→ **Exercise**:
Swap "gravel path" for "stone walkway" throughout the records and write them out again with every other word unchanged.

→ **Extracted material**:
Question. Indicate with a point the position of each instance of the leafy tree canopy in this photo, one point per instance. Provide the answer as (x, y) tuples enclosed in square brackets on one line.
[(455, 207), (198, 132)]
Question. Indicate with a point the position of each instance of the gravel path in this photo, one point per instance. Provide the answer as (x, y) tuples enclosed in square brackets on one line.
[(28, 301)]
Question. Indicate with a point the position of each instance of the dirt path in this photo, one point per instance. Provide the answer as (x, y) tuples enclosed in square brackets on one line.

→ **Response to this exercise**:
Question. Indicate with a point the position of each instance of the leafy tree canopy in this photo, one point per instance. Provide the answer as (x, y) tuples enclosed in square brackets on one line.
[(455, 207), (198, 132)]
Question. Indicate with a point the position of each instance of the stone walkway in this photo, one point per instance. Provide the answer as (x, y) tuples enclosed in square brackets on one line.
[(28, 301)]
Question. Indicate with a point the position of each instance of the dirt path in this photo, one point per instance. Provide the answer as (x, y) tuples enclosed in square brackets on one line.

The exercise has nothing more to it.